**WORK REQUIRED:** Exactly reproduce the line that contains "Target: man wearing cap" and all lines after it in the entries below, through the very last line.

(LISTED ENTRIES Opens)

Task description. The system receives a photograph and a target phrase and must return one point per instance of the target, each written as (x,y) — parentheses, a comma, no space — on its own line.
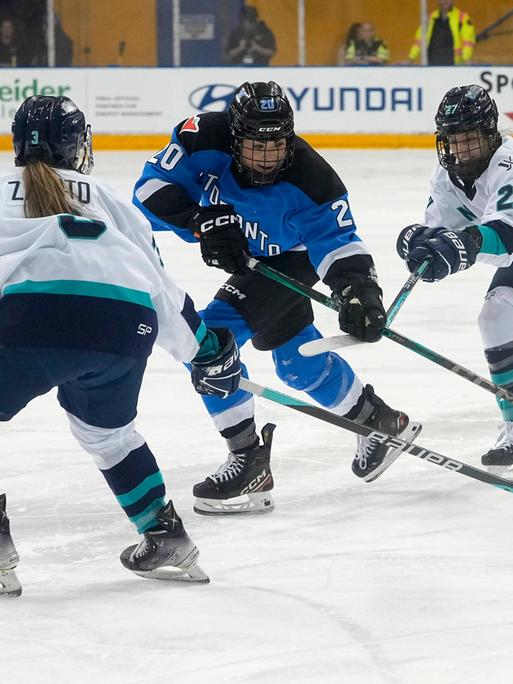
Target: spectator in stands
(366,49)
(10,46)
(63,45)
(450,36)
(352,34)
(251,42)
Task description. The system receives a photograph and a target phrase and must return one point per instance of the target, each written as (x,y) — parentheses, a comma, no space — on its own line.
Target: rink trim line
(104,141)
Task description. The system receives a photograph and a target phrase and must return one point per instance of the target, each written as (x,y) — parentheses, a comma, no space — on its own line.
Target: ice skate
(241,485)
(499,459)
(9,583)
(373,458)
(167,553)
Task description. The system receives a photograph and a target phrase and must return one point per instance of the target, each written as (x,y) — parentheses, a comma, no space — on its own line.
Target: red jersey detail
(191,125)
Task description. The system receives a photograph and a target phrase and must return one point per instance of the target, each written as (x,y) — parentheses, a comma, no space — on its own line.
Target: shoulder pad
(204,132)
(312,174)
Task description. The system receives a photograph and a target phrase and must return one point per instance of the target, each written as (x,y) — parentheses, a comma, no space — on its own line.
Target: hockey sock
(241,437)
(138,486)
(500,362)
(364,407)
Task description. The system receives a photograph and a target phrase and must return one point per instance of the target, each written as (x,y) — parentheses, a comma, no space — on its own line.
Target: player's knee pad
(496,317)
(298,371)
(108,446)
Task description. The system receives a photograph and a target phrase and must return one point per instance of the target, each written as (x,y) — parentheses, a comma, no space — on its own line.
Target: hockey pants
(326,378)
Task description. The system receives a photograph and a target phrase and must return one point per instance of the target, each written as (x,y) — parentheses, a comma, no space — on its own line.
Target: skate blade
(505,471)
(254,504)
(9,583)
(409,434)
(176,574)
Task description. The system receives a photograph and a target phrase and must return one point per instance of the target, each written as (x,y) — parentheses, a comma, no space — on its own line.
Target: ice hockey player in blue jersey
(83,298)
(241,182)
(469,218)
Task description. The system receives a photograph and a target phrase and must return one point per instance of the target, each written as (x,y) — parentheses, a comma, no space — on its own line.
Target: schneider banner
(325,99)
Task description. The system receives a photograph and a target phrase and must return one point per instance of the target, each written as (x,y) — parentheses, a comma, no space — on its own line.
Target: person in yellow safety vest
(366,48)
(450,36)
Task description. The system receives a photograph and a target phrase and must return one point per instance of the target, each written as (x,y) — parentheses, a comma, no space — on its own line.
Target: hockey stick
(416,347)
(383,438)
(326,344)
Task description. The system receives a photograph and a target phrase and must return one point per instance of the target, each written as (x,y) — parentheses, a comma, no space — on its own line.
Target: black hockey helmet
(261,112)
(466,109)
(52,129)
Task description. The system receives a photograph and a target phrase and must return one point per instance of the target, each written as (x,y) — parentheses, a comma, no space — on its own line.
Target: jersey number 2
(343,208)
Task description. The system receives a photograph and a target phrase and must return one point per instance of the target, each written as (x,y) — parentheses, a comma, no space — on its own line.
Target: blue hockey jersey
(306,209)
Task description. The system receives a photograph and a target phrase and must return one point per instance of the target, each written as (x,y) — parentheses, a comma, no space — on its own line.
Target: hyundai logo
(212,98)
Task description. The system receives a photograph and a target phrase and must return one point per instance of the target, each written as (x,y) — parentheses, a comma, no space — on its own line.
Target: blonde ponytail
(44,191)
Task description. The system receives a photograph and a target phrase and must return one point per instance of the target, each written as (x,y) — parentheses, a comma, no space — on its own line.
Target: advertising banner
(368,100)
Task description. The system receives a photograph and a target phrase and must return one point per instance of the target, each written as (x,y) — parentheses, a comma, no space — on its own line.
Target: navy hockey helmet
(466,131)
(52,129)
(259,114)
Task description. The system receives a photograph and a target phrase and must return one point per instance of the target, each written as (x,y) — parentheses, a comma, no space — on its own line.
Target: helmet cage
(467,110)
(260,112)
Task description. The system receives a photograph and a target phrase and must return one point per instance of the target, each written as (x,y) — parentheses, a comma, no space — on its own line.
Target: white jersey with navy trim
(488,203)
(121,262)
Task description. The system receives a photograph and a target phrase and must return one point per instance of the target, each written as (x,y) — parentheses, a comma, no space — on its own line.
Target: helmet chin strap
(85,161)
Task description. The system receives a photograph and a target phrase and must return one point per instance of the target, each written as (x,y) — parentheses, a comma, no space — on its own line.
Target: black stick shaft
(388,440)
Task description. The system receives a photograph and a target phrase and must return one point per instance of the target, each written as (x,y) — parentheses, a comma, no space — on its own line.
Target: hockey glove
(449,251)
(216,367)
(361,311)
(223,244)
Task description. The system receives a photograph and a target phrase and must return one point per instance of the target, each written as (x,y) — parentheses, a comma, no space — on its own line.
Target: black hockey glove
(449,251)
(223,244)
(216,367)
(361,311)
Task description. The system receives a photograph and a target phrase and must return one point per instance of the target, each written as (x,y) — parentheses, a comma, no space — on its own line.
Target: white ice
(407,580)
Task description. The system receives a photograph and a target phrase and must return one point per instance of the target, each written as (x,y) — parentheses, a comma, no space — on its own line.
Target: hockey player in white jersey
(469,218)
(83,298)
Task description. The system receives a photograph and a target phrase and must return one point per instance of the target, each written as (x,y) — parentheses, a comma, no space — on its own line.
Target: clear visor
(85,161)
(465,154)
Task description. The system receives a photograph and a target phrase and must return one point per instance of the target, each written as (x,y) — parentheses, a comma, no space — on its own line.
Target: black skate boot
(9,583)
(243,475)
(500,457)
(373,458)
(166,553)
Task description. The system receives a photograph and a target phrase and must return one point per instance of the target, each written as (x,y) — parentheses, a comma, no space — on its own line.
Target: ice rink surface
(407,580)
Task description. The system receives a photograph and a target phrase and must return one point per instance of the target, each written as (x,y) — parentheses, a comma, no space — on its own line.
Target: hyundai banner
(325,99)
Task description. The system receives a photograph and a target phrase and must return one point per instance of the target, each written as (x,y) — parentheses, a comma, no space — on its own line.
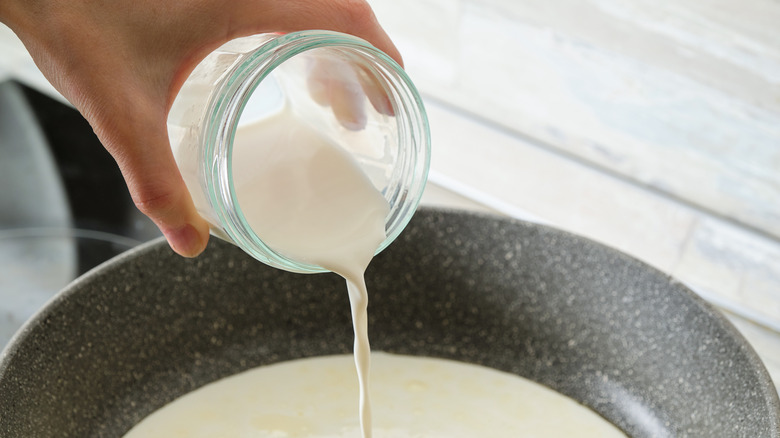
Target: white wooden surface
(652,126)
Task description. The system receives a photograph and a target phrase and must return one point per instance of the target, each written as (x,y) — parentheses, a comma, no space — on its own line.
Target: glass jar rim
(227,105)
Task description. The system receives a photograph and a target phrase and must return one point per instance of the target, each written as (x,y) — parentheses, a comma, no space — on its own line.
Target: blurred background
(650,126)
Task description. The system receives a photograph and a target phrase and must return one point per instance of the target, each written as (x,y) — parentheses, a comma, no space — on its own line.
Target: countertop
(649,127)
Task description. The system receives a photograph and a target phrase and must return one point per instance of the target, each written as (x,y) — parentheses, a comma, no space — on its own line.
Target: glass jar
(372,110)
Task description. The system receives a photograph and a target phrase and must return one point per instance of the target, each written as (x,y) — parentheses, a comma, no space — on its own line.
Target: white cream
(308,199)
(414,397)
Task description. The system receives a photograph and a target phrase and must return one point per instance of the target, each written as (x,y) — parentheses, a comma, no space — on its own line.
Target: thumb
(158,190)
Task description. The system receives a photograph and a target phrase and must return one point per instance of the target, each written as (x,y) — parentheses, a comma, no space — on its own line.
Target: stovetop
(64,207)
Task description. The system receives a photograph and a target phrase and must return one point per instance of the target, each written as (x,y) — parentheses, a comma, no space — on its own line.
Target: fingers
(332,82)
(157,188)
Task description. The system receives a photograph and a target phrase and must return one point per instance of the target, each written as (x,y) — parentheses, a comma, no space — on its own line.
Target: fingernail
(184,241)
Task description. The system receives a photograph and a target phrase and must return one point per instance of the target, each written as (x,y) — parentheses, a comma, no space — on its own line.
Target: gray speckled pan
(586,320)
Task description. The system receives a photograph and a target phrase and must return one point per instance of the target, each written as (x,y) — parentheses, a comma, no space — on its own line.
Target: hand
(121,64)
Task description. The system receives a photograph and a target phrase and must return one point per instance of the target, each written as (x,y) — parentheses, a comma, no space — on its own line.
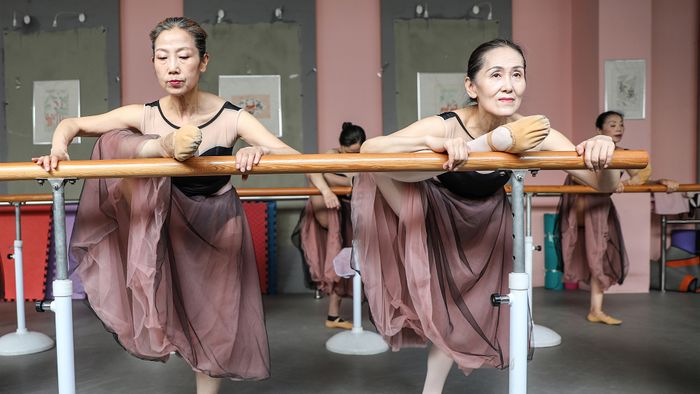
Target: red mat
(256,213)
(35,236)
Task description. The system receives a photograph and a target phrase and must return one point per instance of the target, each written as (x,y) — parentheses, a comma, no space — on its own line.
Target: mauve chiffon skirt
(429,272)
(320,245)
(594,248)
(170,273)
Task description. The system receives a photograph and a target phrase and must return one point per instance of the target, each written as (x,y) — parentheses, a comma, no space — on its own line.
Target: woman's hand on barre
(597,152)
(50,162)
(248,157)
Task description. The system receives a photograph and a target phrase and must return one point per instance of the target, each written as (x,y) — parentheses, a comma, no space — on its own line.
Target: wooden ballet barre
(20,198)
(314,163)
(581,189)
(289,191)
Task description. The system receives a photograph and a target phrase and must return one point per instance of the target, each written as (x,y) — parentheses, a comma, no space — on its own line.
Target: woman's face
(613,127)
(499,85)
(354,148)
(176,61)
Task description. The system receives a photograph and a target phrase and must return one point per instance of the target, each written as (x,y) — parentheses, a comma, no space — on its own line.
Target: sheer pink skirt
(429,272)
(594,248)
(170,273)
(320,246)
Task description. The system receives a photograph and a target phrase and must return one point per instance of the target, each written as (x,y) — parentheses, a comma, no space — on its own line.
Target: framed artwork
(625,85)
(440,92)
(260,95)
(53,101)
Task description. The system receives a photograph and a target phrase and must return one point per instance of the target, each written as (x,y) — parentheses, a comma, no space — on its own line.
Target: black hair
(186,24)
(351,134)
(600,120)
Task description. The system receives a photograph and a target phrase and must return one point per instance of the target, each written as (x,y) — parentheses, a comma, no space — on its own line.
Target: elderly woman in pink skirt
(434,247)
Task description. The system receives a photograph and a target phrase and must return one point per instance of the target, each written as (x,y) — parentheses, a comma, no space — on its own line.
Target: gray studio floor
(656,350)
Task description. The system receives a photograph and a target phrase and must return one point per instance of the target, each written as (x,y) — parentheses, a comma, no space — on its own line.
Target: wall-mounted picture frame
(440,92)
(260,95)
(53,101)
(625,87)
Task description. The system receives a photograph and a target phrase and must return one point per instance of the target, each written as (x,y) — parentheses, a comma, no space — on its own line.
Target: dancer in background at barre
(325,228)
(593,250)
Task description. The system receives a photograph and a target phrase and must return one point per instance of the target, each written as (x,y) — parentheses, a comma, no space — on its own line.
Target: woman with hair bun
(325,228)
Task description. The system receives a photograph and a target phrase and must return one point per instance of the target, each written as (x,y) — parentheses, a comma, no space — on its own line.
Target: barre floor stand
(22,341)
(62,304)
(541,335)
(356,341)
(518,283)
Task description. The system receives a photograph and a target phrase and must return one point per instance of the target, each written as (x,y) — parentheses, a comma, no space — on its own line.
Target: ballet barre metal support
(541,336)
(22,341)
(63,292)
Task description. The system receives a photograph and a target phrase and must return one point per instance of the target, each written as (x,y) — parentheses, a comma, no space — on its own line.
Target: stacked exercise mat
(682,263)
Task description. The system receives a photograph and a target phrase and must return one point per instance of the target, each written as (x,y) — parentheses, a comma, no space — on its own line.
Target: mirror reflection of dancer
(326,228)
(168,264)
(593,250)
(433,250)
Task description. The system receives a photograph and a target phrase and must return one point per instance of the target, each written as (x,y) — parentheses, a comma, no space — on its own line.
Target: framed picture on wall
(625,85)
(53,101)
(440,92)
(260,95)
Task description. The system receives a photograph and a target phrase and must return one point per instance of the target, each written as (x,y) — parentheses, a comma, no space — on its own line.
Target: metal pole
(63,292)
(517,181)
(22,341)
(19,272)
(518,283)
(662,266)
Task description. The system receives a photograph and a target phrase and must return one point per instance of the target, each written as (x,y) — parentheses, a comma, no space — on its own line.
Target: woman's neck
(480,122)
(184,107)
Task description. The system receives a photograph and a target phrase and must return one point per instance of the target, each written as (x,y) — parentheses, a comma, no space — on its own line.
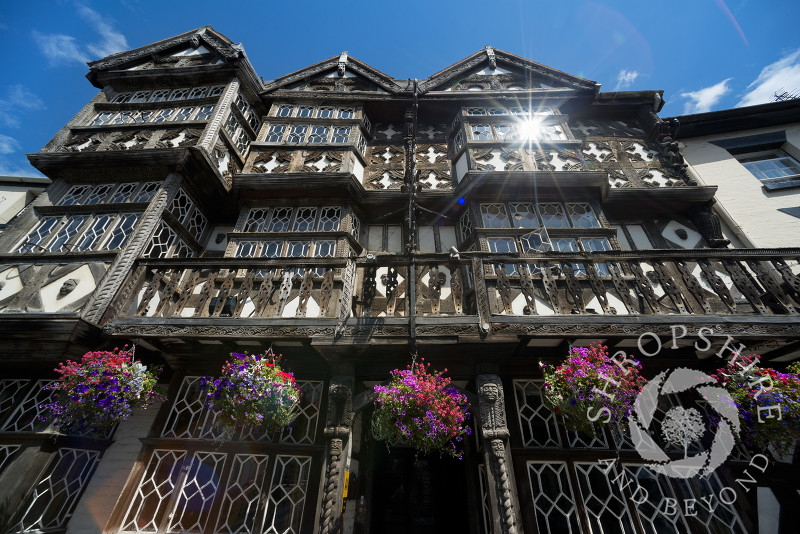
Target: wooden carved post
(494,433)
(337,431)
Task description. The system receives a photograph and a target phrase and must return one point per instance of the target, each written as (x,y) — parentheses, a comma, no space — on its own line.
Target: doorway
(423,495)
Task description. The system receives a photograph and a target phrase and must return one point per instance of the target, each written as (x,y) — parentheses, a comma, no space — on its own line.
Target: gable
(339,73)
(203,46)
(495,70)
(186,57)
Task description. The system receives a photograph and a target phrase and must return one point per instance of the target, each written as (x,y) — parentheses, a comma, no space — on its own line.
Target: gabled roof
(207,36)
(341,63)
(494,59)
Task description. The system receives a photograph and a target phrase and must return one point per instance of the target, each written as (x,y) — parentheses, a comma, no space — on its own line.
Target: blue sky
(705,54)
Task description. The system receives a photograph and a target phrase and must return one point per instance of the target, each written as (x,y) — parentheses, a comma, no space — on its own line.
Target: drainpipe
(411,245)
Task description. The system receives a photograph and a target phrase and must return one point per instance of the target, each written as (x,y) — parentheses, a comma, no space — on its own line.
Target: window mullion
(186,464)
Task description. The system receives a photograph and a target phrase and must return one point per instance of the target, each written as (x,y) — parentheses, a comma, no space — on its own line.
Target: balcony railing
(664,282)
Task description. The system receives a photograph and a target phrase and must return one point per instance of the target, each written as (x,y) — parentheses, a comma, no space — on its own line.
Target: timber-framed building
(486,218)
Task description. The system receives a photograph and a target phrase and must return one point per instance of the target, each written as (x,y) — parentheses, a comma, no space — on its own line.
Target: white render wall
(94,509)
(753,208)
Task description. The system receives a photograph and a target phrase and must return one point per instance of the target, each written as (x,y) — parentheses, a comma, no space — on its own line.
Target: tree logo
(682,427)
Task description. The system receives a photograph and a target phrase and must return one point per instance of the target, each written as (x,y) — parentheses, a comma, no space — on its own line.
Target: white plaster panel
(49,293)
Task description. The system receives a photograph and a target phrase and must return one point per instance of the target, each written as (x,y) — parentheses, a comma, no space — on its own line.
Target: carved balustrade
(236,288)
(679,282)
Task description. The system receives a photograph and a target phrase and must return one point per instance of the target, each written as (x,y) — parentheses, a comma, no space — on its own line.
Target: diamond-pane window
(537,423)
(159,95)
(102,118)
(494,216)
(553,499)
(246,249)
(297,249)
(122,232)
(204,113)
(297,133)
(60,242)
(179,94)
(284,110)
(340,134)
(255,220)
(160,244)
(523,215)
(581,215)
(122,193)
(553,215)
(181,206)
(33,241)
(271,249)
(94,232)
(536,241)
(325,248)
(54,497)
(184,114)
(287,495)
(147,192)
(329,219)
(140,96)
(98,194)
(481,132)
(305,111)
(74,195)
(275,133)
(318,134)
(280,220)
(163,115)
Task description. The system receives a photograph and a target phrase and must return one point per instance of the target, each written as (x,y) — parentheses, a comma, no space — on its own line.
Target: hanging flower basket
(254,392)
(100,391)
(420,410)
(768,402)
(590,387)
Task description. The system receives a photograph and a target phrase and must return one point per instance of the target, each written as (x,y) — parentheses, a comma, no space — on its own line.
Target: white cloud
(8,145)
(783,75)
(18,99)
(704,99)
(112,42)
(64,49)
(59,48)
(625,78)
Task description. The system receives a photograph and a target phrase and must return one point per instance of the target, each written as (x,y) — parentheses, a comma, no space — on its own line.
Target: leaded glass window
(297,133)
(122,231)
(340,134)
(275,133)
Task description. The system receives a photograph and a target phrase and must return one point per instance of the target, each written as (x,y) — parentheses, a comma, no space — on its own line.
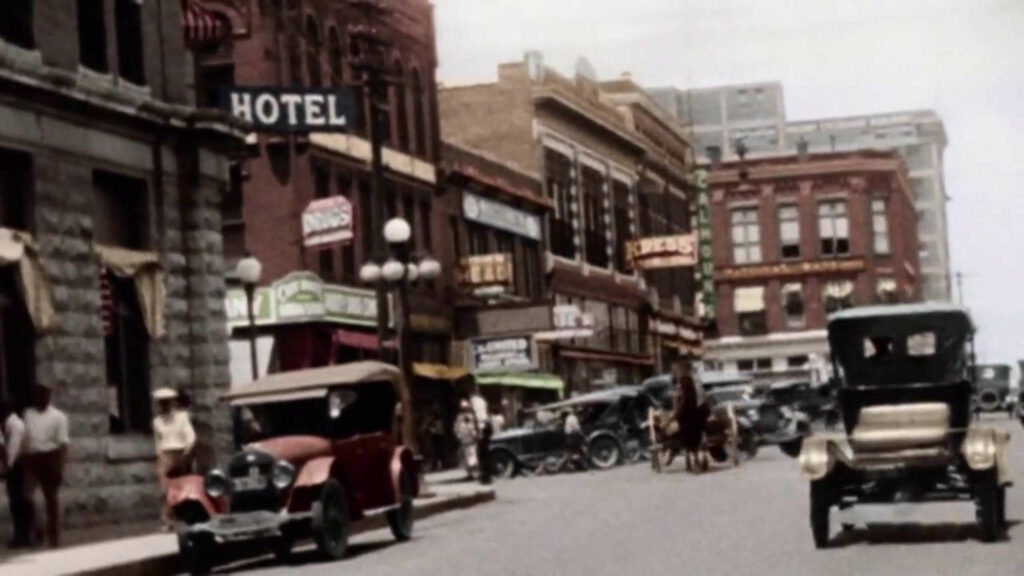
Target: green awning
(522,380)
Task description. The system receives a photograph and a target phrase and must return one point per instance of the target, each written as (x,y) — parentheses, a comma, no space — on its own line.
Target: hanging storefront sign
(706,270)
(662,252)
(302,297)
(502,355)
(327,221)
(502,216)
(288,110)
(485,272)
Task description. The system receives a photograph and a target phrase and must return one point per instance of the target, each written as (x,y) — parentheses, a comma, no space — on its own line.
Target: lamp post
(249,271)
(398,272)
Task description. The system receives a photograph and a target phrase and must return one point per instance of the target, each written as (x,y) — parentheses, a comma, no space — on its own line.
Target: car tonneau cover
(314,378)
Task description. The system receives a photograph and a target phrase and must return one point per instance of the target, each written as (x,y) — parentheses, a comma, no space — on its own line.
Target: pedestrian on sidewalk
(45,454)
(175,440)
(12,428)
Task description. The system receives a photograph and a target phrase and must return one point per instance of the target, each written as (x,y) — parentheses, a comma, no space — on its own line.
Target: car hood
(294,449)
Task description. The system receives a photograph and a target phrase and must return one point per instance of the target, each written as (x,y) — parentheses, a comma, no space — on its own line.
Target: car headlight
(216,484)
(283,475)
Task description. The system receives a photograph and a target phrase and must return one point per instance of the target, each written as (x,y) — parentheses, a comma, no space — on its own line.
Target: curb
(165,565)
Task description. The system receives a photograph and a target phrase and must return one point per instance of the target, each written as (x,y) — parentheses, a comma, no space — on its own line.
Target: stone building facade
(797,238)
(107,172)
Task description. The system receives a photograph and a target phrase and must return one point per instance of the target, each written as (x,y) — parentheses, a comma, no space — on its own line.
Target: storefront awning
(522,380)
(439,371)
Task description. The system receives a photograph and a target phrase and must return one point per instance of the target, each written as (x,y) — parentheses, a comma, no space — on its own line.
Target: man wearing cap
(45,450)
(174,438)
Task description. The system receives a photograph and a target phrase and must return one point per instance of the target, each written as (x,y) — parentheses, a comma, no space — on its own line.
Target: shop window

(LISTED ENTRIES Closes)

**EXPECTED ANSWER:**
Target: man wearing cap
(45,450)
(174,438)
Task description. The system receives a photograph and a target phrase and must return one point per instance of the target, each written as (x,y) — parentheses, a comma, no space — on its own line.
Target: shop window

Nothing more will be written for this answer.